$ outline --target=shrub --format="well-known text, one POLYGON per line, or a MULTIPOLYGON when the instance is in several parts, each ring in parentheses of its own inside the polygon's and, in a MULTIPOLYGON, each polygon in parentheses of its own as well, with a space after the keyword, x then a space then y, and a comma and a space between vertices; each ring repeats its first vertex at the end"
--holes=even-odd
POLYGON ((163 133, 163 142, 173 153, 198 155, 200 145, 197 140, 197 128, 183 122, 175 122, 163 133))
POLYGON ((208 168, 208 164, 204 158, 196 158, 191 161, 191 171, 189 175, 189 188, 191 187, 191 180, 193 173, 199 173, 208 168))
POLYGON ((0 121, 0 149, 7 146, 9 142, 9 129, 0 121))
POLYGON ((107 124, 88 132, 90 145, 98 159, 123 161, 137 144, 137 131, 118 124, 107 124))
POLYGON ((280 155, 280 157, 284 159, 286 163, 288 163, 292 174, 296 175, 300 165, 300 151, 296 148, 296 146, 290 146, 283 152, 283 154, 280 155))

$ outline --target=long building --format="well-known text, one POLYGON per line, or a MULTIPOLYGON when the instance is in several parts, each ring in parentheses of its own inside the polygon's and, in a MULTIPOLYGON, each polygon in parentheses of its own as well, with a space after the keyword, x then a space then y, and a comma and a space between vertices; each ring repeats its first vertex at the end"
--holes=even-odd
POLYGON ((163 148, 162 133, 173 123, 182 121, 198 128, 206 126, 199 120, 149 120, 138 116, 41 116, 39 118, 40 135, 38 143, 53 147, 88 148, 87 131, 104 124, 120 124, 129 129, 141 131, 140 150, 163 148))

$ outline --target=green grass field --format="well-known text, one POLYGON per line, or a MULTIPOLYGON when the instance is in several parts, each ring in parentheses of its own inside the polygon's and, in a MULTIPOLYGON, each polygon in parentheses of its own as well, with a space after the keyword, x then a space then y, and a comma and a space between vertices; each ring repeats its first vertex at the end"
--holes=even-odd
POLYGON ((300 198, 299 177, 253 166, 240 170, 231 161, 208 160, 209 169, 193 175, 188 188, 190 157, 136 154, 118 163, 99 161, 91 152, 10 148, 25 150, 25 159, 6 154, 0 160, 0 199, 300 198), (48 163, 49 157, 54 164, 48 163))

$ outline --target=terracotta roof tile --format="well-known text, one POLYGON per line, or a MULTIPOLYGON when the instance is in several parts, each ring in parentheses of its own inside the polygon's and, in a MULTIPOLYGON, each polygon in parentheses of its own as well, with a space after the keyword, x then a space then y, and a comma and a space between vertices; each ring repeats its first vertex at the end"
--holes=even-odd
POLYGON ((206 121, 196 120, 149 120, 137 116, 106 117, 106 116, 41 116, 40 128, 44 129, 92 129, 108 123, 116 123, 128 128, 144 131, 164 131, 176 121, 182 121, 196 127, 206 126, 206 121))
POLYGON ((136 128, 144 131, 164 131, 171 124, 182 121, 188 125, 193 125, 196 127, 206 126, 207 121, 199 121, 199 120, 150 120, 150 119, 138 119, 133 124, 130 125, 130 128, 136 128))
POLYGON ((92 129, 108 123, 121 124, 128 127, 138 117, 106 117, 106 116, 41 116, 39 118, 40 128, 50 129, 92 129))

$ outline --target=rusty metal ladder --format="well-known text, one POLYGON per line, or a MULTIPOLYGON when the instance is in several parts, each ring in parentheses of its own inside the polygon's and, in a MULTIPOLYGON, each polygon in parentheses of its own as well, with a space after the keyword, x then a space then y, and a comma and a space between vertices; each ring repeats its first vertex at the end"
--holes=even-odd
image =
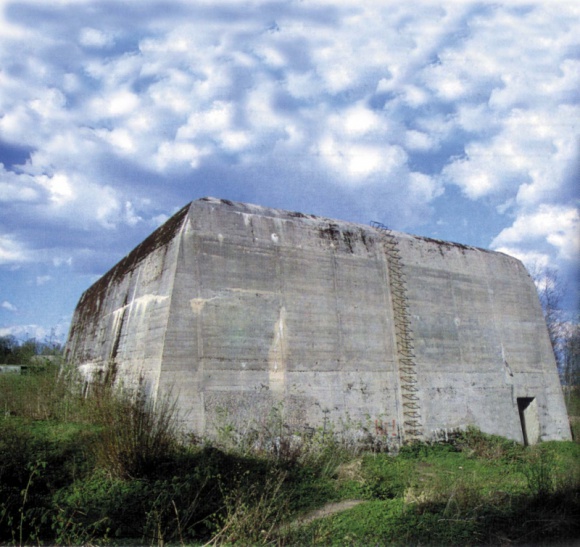
POLYGON ((406 441, 420 440, 422 436, 421 401, 417 387, 417 364, 407 304, 407 287, 397 240, 384 224, 371 221, 371 226, 382 236, 387 257, 389 287, 393 302, 395 338, 399 361, 399 380, 403 402, 403 425, 406 441))

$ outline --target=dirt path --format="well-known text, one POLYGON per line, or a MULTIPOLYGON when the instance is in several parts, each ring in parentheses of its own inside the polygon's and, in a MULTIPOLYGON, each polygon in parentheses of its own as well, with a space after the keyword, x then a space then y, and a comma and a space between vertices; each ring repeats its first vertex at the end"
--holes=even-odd
POLYGON ((302 525, 312 522, 316 519, 321 519, 322 517, 328 517, 329 515, 334 515, 335 513, 340 513, 341 511, 346 511, 351 507, 355 507, 359 503, 362 503, 363 500, 344 500, 339 501, 336 503, 327 503, 324 507, 320 509, 316 509, 307 515, 297 519, 294 521, 293 524, 295 525, 302 525))

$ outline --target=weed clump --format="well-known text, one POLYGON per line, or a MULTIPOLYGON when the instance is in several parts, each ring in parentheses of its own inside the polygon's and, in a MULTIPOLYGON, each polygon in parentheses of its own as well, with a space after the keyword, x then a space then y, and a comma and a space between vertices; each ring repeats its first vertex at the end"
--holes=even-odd
POLYGON ((517 462, 525 454, 525 447, 515 441, 483 433, 470 426, 454 439, 455 448, 464 454, 494 462, 517 462))
POLYGON ((116 478, 151 476, 179 449, 175 402, 168 395, 155 403, 142 386, 134 391, 102 389, 95 404, 100 426, 93 445, 97 465, 116 478))

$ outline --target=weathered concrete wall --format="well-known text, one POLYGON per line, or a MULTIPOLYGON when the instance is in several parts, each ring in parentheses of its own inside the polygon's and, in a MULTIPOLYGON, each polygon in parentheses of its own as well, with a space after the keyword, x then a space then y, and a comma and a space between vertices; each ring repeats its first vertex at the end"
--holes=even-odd
POLYGON ((476 424, 523 441, 517 400, 535 398, 542 439, 568 438, 546 325, 521 262, 406 235, 399 246, 425 434, 476 424))
MULTIPOLYGON (((527 413, 528 437, 569 438, 523 266, 393 237, 423 437, 473 424, 523 440, 527 413)), ((406 373, 389 260, 372 227, 199 200, 83 295, 68 356, 92 369, 114 364, 119 379, 142 374, 154 393, 171 388, 198 434, 243 430, 282 403, 297 429, 348 422, 400 440, 406 373)))
POLYGON ((182 209, 81 297, 66 355, 89 377, 110 374, 129 385, 143 378, 156 392, 187 212, 182 209))
POLYGON ((280 401, 297 428, 349 414, 396 419, 392 314, 376 236, 271 211, 194 207, 162 373, 179 386, 192 427, 211 431, 224 419, 243 426, 280 401))

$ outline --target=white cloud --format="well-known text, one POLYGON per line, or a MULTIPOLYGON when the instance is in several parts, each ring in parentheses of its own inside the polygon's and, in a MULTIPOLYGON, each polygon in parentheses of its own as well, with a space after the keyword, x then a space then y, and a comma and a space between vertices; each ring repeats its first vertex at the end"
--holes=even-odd
POLYGON ((565 183, 566 170, 579 157, 575 119, 580 119, 580 108, 571 105, 550 111, 514 109, 495 123, 493 137, 467 144, 465 157, 452 160, 443 174, 472 199, 511 190, 522 206, 545 202, 565 183))
POLYGON ((85 47, 104 48, 113 45, 114 38, 102 30, 85 27, 79 33, 79 42, 85 47))
POLYGON ((429 203, 443 193, 443 187, 438 180, 422 173, 410 174, 409 190, 419 203, 429 203))
POLYGON ((8 300, 4 300, 2 302, 2 304, 0 304, 0 308, 3 308, 5 310, 11 311, 11 312, 18 311, 18 308, 14 304, 11 304, 10 302, 8 302, 8 300))
POLYGON ((189 142, 165 141, 157 150, 155 165, 160 171, 180 168, 184 164, 195 169, 208 152, 189 142))
POLYGON ((36 182, 48 190, 49 199, 57 205, 70 202, 74 198, 73 188, 66 173, 55 173, 51 177, 41 175, 36 177, 36 182))
POLYGON ((68 256, 66 258, 57 256, 52 259, 52 264, 56 268, 60 268, 63 265, 71 266, 73 262, 72 256, 68 256))
POLYGON ((169 220, 167 215, 157 215, 151 219, 151 224, 154 228, 161 226, 164 222, 169 220))
POLYGON ((33 188, 0 182, 0 202, 35 201, 37 198, 38 193, 33 188))
POLYGON ((0 327, 0 336, 14 336, 19 340, 37 340, 62 343, 68 332, 68 323, 61 322, 55 327, 47 328, 36 323, 28 325, 11 325, 0 327))
POLYGON ((344 113, 344 131, 353 138, 363 137, 384 125, 384 122, 372 110, 361 104, 349 108, 344 113))
POLYGON ((50 202, 39 211, 45 218, 76 229, 109 229, 122 219, 119 197, 110 186, 96 184, 80 173, 42 175, 37 180, 50 192, 50 202))
POLYGON ((129 226, 135 226, 139 222, 143 221, 143 218, 135 210, 135 206, 130 201, 125 202, 125 215, 124 220, 129 226))
POLYGON ((443 170, 444 176, 460 183, 465 194, 471 199, 477 199, 497 190, 501 178, 494 173, 495 157, 485 155, 477 161, 469 159, 455 160, 443 170))
POLYGON ((318 153, 328 168, 334 170, 344 184, 359 185, 374 182, 369 177, 377 174, 388 177, 401 169, 407 159, 399 146, 357 144, 348 140, 337 140, 326 135, 317 147, 318 153))
POLYGON ((127 90, 115 90, 110 94, 96 97, 92 104, 92 117, 97 119, 126 116, 137 110, 139 97, 127 90))
POLYGON ((286 75, 286 89, 296 99, 310 99, 320 93, 320 81, 314 71, 295 72, 286 75))
POLYGON ((411 129, 405 133, 405 145, 409 150, 432 150, 436 141, 428 133, 411 129))
POLYGON ((0 234, 0 264, 26 262, 30 255, 18 240, 9 234, 0 234))
POLYGON ((127 129, 98 129, 95 132, 101 139, 110 144, 121 155, 128 155, 136 151, 133 135, 127 129))
POLYGON ((191 114, 187 124, 178 129, 177 137, 191 139, 206 132, 219 134, 231 127, 233 115, 231 103, 215 101, 209 109, 191 114))
POLYGON ((580 213, 572 206, 540 205, 532 213, 523 213, 509 228, 493 240, 492 248, 547 242, 564 260, 580 255, 580 213))
POLYGON ((39 200, 40 197, 34 177, 18 175, 6 170, 0 163, 0 203, 31 203, 39 200))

### ACTIVITY
Word for word, set down the lines from the beginning of the records through the line that holds "outline --target=long building". Leave out the rest.

### SOLUTION BELOW
$ outline --target=shrub --format="well-known text, one POLYGON per line, or a MULTIPOLYGON when the instance is in several parts, each ring in parentheses of its own inside the polygon's and, in a MULTIPOLYGON, each polygon in parentheses of its own as well, with a space after the keyword, x then a space then y, and a comma and a space between vertices; each ring repeats its first vertex at the end"
--holes=even-odd
POLYGON ((163 133, 163 142, 173 153, 198 155, 200 145, 197 140, 197 128, 183 122, 175 122, 163 133))
POLYGON ((208 168, 208 164, 204 158, 196 158, 191 161, 191 171, 189 175, 189 188, 191 187, 191 180, 193 173, 199 173, 208 168))
POLYGON ((0 121, 0 149, 7 146, 9 142, 9 129, 0 121))
POLYGON ((107 124, 88 132, 90 145, 98 159, 123 161, 137 144, 137 131, 118 124, 107 124))
POLYGON ((280 155, 280 157, 284 159, 286 163, 288 163, 292 174, 296 175, 300 165, 300 151, 296 148, 296 146, 290 146, 283 152, 283 154, 280 155))

$ outline --target=long building --format="well-known text, one POLYGON per line, or a MULTIPOLYGON when the instance is in several parts, each ring in parentheses of its own inside the polygon's and, in a MULTIPOLYGON, each polygon in parentheses of its own as well, with a space after the keyword, x then a space then y, and a comma and a space between vertices; each ring repeats its first vertex at the end"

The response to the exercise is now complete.